TESTO FORNITO:
╔══

Tanti maestri del videoclip sono passati al lungometraggio con alterne fortune, da Spike Jonze a David Fincher a Michel Gondry in giù. Romain Gavras, sempre nel 2010, cambia formato ma non vuole reinventare una lingua. Una delle figure più usuali e efficaci del videoclip è il piano sequenza perché permette una concentrazione di eventi e insieme l'unità formale. Negli anni novanta, per esempio, prese piede la combinazione piano sequenza più camminata grazie a clip epocali e iconici quali Bittersweet Symphony dei Verve che non possiamo più ascoltare senza visualizzare simultaneamente il passo spavaldo di Richard Ashcroft fasciato dal chiodo sul marciapiede londinese. Il piano sequenza è anche l'arma più forte di Athena che ne fa un'esibizione virtuosistica e muscolare continua. Il fallimento spettacolare (in tutti i sensi) del film comincia qui.

╚══

ESTRATTI DELL'ELENCO:
╔══

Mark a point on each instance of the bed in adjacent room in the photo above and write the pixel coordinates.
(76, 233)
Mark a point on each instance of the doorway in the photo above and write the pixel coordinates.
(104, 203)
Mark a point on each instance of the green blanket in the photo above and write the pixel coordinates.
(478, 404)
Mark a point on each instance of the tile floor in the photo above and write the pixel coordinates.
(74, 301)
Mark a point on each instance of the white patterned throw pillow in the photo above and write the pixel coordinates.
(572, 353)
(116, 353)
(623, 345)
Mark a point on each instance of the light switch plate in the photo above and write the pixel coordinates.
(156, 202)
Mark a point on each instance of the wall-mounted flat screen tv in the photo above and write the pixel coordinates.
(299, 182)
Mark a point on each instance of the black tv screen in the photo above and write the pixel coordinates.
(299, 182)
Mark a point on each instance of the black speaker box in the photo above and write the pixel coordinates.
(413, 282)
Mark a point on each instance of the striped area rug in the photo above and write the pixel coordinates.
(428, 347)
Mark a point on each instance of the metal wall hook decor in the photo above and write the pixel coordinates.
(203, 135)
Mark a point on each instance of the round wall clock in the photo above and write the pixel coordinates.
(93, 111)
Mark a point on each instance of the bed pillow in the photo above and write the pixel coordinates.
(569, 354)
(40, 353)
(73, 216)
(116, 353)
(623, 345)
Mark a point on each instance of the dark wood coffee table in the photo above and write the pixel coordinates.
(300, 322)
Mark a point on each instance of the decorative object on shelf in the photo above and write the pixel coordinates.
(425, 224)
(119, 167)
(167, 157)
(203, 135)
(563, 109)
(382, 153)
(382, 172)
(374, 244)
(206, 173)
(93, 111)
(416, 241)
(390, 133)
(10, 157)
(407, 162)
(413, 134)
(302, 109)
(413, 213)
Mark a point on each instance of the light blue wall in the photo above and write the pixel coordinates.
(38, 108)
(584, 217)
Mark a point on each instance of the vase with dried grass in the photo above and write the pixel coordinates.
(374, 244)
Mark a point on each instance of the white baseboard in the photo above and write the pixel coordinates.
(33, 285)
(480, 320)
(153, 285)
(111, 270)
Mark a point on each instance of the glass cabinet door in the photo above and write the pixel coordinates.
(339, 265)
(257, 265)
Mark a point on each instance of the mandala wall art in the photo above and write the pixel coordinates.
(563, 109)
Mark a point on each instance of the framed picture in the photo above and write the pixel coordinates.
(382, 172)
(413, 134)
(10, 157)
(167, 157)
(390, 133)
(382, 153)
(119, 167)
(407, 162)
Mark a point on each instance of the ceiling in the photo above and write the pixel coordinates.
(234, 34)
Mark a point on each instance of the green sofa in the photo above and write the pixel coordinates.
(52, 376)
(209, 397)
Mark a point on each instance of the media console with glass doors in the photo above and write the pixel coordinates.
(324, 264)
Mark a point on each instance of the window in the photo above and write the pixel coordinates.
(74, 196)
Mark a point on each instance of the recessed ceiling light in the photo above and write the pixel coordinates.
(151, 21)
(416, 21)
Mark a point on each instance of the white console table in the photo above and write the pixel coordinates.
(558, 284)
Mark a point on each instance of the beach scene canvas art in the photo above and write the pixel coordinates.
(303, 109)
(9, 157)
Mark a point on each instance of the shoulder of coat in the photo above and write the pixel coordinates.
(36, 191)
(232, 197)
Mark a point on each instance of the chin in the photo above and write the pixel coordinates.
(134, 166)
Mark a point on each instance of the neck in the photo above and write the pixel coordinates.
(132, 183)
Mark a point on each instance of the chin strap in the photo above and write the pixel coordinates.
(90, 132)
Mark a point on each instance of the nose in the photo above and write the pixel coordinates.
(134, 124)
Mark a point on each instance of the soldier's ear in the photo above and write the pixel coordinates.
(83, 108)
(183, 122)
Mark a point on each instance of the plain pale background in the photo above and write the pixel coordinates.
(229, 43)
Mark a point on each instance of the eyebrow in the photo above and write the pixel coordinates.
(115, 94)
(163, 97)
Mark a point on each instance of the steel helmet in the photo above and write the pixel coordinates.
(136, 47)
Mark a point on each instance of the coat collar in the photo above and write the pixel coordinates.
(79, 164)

╚══

COMPITI DA SVOLGERE:
**a)** In base al testo sul videoclip, le affermazioni (i), (ii) e (iii) sono corrette? Per ciascuna rispondi sì o no, citando le parole del testo che lo dimostrano. (i) Romain Gavras, passando al lungometraggio, vuole reinventare una lingua. (ii) Il piano sequenza permette una concentrazione di eventi e insieme l'unità formale. (iii) Negli anni novanta si diffuse la combinazione piano sequenza più camminata.
**b)** Ricopia dal testo sul videoclip il tratto che va da "Tanti maestri del" fino a "film comincia qui.".
Per rispondere usa soltanto il testo, non l'elenco.

RISPOSTE ALL'ESERCIZIO:
**a)**
(i) No: «cambia formato ma non vuole reinventare una lingua».
(ii) Sì: «perché permette una concentrazione di eventi e insieme l'unità formale».
(iii) Sì: «Negli anni novanta, per esempio, prese piede la combinazione piano sequenza più camminata».

**b)**
Tanti maestri del videoclip sono passati al lungometraggio con alterne fortune, da Spike Jonze a David Fincher a Michel Gondry in giù. Romain Gavras, sempre nel 2010, cambia formato ma non vuole reinventare una lingua. Una delle figure più usuali e efficaci del videoclip è il piano sequenza perché permette una concentrazione di eventi e insieme l'unità formale. Negli anni novanta, per esempio, prese piede la combinazione piano sequenza più camminata grazie a clip epocali e iconici quali Bittersweet Symphony dei Verve che non possiamo più ascoltare senza visualizzare simultaneamente il passo spavaldo di Richard Ashcroft fasciato dal chiodo sul marciapiede londinese. Il piano sequenza è anche l'arma più forte di Athena che ne fa un'esibizione virtuosistica e muscolare continua. Il fallimento spettacolare (in tutti i sensi) del film comincia qui.